* [CONSIGNES DES TÂCHES]:
a. Imprimez le passage de l'extrait sur la Gen3 situé entre "La FIA a annoncé" et "je souhaite m'exprimer.", ces deux bornes comprises.
b. Répondez aux questions suivantes en vous appuyant sur l'extrait sur la Gen3 :
(i) Quelle puissance maximale la FIA prévoit-elle pour la Gen3 ?
(ii) Quel rôle jouera le deuxième moteur sur l'essieu avant ?
(iii) Quelles villes sont citées comme impossibles pour courir à la vitesse d'une Formule 1 ?
c. Résumez l'extrait sur la Gen3 en deux phrases.
======== EXTRAIT DU TEXTE ========
La FIA a annoncé en décembre prévoir que la Gen3 développe une puissance maximale de 350 kW (environ 470 ch) – soit 100 kW de plus que la Gen2 –, être moins longue, moins large et 120 kg plus légère, avec un rechargement rapide lors des arrêts au stand et une nouvelle batterie capable d'être complètement chargée en moins de 45 minutes.

La Formule E a également lancé un appel d'offres quant à un deuxième moteur sur l'essieu avant, qui ne servira toutefois que de générateur : les voitures resteront des propulsions. C'est le premier point sur lequel je souhaite m'exprimer.

Lucas Di Grassi, Audi Sport ABT Schaeffler

Quatre roues motrices et plus de puissance

Pour moi, il est vraiment important que la Gen3 ait quatre roues motrices et une puissance maximale accrue à 500 kW (670 ch). Mais avant que les gens rétorquent que c'est impossible sur des circuits urbains, je ferais en sorte que les voitures puissent être adaptées aux caractéristiques de chaque piste, plutôt que ce soit l'inverse.

Selon certaines simulations, une FE de 500 kW à quatre roues motrices pourrait accélérer aussi bien, voire mieux, qu'une Formule 1 de 0 à 200 km/h, elle serait donc très rapide. À cette vitesse, il n'est simplement pas possible de courir à Paris ou à Hong Kong – c'est pourquoi la F1 n'y va pas, outre le bruit et la pollution – mais en adaptant la FE, nous devrions pouvoir courir n'importe où.
======== LIGNES FOURNIES ========
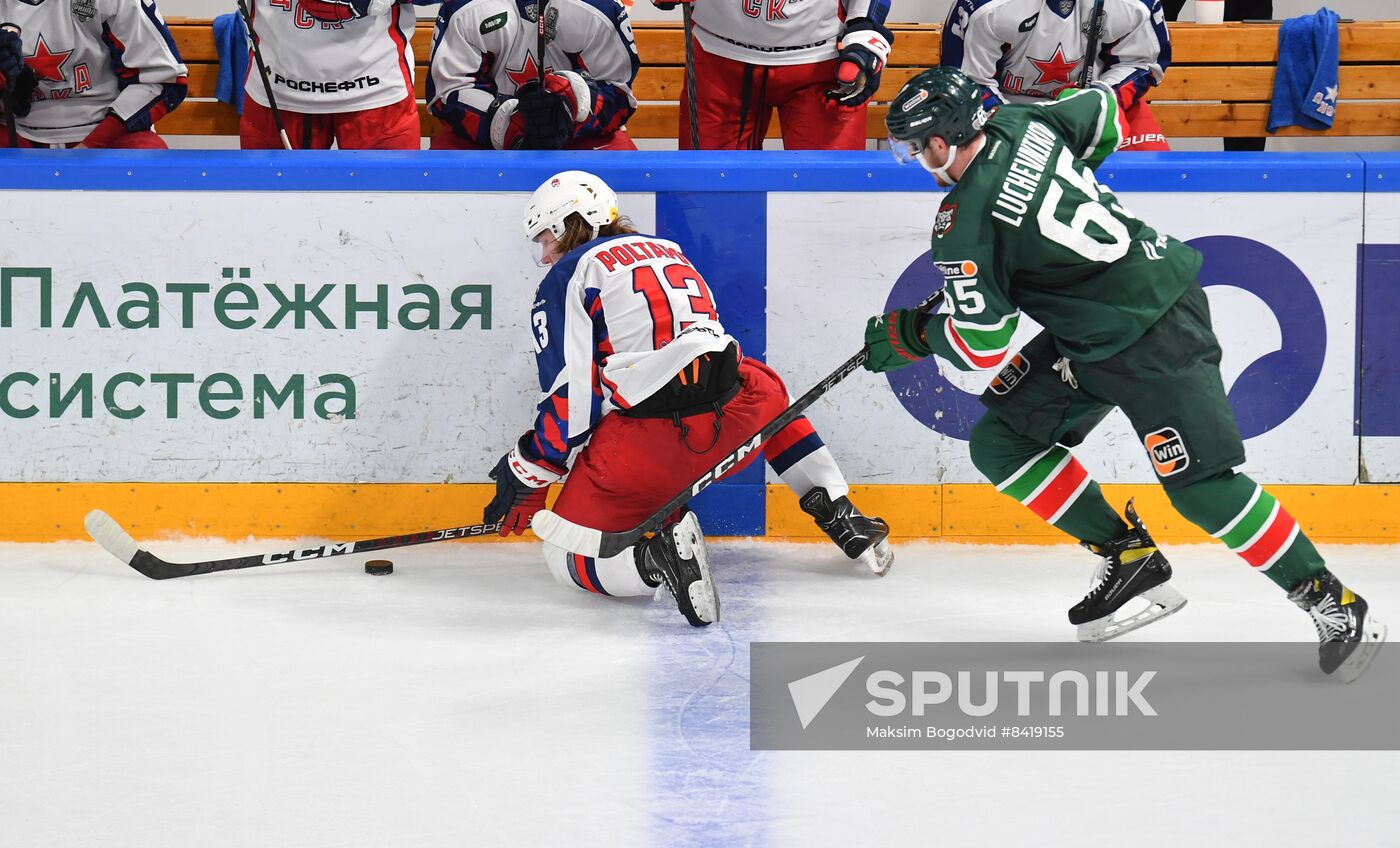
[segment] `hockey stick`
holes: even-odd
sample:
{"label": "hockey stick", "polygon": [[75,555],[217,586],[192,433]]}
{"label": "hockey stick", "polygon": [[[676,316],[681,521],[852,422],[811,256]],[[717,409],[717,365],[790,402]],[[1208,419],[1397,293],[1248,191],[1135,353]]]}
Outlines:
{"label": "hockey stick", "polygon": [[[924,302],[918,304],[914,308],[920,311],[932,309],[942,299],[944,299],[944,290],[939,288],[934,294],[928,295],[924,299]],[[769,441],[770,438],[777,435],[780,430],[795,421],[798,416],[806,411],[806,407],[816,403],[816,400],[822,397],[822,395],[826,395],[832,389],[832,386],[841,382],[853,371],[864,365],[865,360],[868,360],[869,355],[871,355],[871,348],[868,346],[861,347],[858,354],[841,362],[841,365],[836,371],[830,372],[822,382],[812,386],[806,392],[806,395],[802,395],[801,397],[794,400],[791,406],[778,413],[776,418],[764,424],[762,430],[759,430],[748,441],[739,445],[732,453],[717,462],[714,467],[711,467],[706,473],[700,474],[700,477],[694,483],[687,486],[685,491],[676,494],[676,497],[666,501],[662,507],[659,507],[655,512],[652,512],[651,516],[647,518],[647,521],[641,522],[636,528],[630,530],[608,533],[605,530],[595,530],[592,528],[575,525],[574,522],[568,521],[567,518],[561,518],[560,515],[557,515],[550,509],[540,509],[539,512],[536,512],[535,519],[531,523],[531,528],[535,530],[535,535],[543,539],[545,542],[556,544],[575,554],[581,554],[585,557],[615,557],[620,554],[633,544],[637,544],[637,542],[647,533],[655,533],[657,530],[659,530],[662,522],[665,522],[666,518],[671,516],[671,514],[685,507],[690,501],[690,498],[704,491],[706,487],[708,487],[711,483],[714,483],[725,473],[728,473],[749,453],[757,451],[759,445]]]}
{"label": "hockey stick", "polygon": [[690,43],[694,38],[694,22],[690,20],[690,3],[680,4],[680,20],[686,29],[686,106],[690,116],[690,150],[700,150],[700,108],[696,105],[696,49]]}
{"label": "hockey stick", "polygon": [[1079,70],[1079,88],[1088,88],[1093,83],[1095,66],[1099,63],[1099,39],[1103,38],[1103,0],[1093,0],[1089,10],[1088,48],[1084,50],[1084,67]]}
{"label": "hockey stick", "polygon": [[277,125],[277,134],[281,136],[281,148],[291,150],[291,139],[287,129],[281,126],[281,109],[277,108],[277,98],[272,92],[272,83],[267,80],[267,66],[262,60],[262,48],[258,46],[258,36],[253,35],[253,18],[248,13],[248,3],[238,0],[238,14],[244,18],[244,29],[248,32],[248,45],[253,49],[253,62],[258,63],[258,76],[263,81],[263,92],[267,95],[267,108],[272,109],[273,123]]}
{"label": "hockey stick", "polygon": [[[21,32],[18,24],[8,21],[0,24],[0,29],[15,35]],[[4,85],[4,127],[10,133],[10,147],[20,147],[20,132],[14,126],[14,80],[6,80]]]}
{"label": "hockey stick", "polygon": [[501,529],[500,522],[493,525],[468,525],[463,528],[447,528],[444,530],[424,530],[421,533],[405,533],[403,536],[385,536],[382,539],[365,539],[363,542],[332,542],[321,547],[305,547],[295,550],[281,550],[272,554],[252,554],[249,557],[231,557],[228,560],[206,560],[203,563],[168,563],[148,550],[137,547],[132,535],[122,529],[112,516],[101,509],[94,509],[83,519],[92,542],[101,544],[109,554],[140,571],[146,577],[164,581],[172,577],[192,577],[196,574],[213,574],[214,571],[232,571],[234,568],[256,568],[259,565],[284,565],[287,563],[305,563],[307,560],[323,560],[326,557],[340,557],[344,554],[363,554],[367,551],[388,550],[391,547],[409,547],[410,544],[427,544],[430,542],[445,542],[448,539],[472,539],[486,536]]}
========
* [RÉPONSES FOURNIES]:
a.
La FIA a annoncé en décembre prévoir que la Gen3 développe une puissance maximale de 350 kW (environ 470 ch) – soit 100 kW de plus que la Gen2 –, être moins longue, moins large et 120 kg plus légère, avec un rechargement rapide lors des arrêts au stand et une nouvelle batterie capable d'être complètement chargée en moins de 45 minutes.

La Formule E a également lancé un appel d'offres quant à un deuxième moteur sur l'essieu avant, qui ne servira toutefois que de générateur : les voitures resteront des propulsions. C'est le premier point sur lequel je souhaite m'exprimer.

b.
(i) 350 kW, soit environ 470 ch.
(ii) Il ne servira que de générateur.
(iii) Paris et Hong Kong.

c. La FIA prévoit une Gen3 de 350 kW, moins longue, moins large et 120 kg plus légère, avec un rechargement rapide lors des arrêts au stand et une batterie rechargeable en moins de 45 minutes, tandis que la Formule E a lancé un appel d'offres pour un second moteur avant qui ne servira que de générateur. Le texte plaide pour une Gen3 à quatre roues motrices de 500 kW, adaptable à chaque piste, qui pourrait selon des simulations accélérer aussi bien qu'une Formule 1 et courir n'importe où.